YOUR OBJECTIVE: Extract each line of the material below that contains the string "neck", treating uppercase and lowercase letters as distinct.

════════════════════

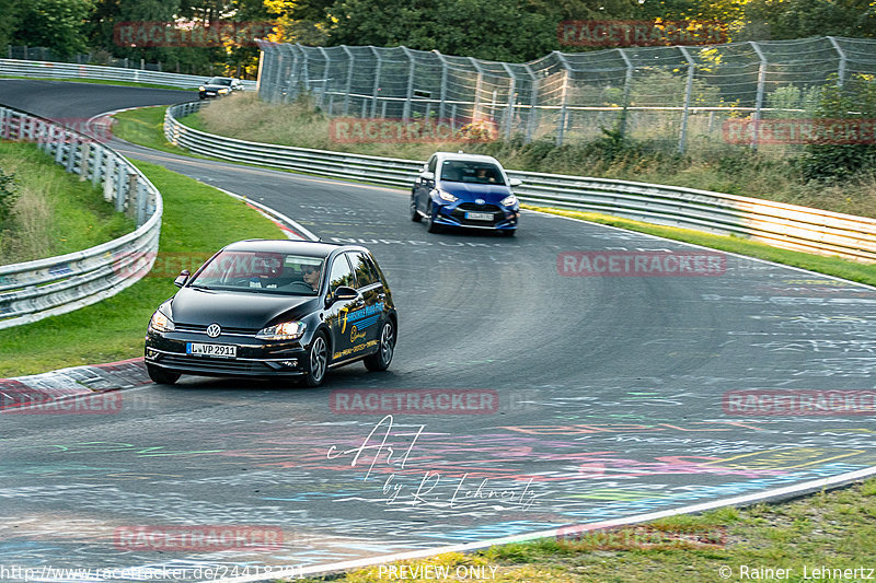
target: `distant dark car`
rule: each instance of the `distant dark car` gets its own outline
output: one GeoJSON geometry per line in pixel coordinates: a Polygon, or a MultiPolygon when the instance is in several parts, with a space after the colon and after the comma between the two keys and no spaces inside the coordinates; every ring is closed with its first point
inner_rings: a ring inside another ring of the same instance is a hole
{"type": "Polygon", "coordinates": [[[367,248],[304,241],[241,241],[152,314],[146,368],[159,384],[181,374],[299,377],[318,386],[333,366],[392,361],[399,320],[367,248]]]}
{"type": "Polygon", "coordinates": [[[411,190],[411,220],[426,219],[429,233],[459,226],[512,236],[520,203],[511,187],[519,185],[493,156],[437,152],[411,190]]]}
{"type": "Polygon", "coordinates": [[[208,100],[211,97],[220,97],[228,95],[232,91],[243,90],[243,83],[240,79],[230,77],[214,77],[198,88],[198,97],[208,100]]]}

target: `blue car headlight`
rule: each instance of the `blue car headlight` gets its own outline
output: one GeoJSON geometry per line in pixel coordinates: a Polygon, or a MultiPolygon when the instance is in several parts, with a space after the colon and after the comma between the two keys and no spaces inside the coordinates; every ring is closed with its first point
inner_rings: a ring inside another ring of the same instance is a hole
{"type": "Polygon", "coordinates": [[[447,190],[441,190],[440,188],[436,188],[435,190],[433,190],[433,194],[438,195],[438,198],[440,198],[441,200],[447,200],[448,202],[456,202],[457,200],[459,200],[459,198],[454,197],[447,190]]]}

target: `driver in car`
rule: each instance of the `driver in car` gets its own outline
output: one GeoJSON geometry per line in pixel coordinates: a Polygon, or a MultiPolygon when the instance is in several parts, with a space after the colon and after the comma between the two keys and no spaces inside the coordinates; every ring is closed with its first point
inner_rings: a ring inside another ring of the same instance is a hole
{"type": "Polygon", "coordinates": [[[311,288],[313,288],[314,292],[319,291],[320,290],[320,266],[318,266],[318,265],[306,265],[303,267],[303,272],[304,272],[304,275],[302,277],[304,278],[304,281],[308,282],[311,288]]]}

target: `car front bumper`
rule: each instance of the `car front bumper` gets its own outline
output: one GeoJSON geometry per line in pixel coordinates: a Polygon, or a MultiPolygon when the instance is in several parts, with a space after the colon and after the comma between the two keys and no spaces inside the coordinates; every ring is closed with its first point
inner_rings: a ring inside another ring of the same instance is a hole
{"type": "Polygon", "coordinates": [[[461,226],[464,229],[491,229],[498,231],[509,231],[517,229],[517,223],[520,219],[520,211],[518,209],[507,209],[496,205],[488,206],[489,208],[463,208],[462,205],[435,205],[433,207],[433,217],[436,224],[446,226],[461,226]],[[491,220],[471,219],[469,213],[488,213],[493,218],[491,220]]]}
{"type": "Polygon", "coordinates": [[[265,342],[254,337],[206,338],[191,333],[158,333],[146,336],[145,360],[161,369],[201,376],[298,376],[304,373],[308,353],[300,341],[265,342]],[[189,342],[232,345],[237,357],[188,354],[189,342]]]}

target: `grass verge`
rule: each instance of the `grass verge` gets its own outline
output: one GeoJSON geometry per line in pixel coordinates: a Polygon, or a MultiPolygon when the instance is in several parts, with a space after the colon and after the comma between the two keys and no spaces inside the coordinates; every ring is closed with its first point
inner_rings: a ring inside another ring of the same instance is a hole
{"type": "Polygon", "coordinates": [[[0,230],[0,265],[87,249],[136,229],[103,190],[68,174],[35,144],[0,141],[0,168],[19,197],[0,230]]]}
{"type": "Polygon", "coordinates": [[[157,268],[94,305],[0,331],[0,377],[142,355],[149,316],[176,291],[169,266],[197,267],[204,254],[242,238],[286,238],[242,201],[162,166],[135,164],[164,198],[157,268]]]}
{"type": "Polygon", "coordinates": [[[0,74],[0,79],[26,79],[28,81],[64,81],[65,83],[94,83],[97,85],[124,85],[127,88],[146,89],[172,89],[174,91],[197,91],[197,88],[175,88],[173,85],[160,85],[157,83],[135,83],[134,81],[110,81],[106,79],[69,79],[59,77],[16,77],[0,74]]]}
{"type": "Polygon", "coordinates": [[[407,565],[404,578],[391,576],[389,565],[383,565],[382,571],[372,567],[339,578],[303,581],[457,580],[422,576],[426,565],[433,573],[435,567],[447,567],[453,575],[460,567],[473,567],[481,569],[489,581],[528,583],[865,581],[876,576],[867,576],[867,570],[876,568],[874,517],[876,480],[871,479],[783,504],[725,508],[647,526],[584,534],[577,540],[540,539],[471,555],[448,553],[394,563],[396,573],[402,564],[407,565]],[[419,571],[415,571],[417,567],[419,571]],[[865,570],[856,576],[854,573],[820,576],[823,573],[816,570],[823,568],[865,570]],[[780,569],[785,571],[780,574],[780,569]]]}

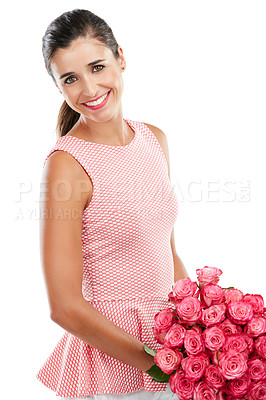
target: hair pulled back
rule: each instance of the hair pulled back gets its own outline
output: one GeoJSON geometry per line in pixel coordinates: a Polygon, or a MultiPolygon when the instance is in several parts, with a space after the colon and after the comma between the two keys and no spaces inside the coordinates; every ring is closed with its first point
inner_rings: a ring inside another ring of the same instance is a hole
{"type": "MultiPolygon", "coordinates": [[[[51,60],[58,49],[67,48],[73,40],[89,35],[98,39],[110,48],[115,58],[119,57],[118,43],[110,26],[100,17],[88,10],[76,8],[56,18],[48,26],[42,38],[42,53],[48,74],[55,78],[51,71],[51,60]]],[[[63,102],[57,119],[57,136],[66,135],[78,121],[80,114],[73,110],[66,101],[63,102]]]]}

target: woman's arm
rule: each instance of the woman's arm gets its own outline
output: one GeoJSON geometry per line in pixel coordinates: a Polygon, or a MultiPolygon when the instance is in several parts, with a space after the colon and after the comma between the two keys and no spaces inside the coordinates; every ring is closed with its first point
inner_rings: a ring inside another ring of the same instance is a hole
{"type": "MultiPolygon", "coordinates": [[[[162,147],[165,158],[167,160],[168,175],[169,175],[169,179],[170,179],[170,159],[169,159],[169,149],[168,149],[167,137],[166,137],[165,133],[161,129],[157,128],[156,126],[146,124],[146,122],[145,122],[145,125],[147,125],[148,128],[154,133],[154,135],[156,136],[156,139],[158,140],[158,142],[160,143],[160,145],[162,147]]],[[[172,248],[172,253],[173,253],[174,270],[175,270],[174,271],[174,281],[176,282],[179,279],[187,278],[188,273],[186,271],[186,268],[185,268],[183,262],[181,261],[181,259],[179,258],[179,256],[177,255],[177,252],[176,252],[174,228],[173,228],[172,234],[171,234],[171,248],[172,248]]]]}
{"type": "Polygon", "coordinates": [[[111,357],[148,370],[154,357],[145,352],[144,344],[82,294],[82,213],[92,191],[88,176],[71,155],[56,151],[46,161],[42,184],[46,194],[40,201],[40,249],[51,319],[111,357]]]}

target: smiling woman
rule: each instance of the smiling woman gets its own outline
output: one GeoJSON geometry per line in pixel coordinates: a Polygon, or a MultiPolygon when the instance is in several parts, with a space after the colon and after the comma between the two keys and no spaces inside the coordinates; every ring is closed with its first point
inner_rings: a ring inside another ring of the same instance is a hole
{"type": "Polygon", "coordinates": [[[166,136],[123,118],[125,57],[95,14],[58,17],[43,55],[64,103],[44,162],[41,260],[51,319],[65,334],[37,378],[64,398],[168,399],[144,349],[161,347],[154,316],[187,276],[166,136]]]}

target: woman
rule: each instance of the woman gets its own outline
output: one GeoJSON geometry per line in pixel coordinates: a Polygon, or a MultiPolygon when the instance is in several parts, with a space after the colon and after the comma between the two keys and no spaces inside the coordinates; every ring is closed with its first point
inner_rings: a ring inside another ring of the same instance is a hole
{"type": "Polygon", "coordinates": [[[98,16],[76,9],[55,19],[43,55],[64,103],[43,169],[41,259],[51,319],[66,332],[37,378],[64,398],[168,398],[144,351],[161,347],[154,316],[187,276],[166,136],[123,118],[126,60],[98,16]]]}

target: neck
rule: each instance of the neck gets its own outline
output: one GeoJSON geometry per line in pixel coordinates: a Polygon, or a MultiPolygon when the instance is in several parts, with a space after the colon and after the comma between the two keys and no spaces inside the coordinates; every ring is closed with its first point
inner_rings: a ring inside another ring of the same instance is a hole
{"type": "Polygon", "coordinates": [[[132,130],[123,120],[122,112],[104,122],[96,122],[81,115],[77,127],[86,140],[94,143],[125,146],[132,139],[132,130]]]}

════════════════════

THE COMPLETED TASK:
target: neck
rule: each instance of the neck gets its own outline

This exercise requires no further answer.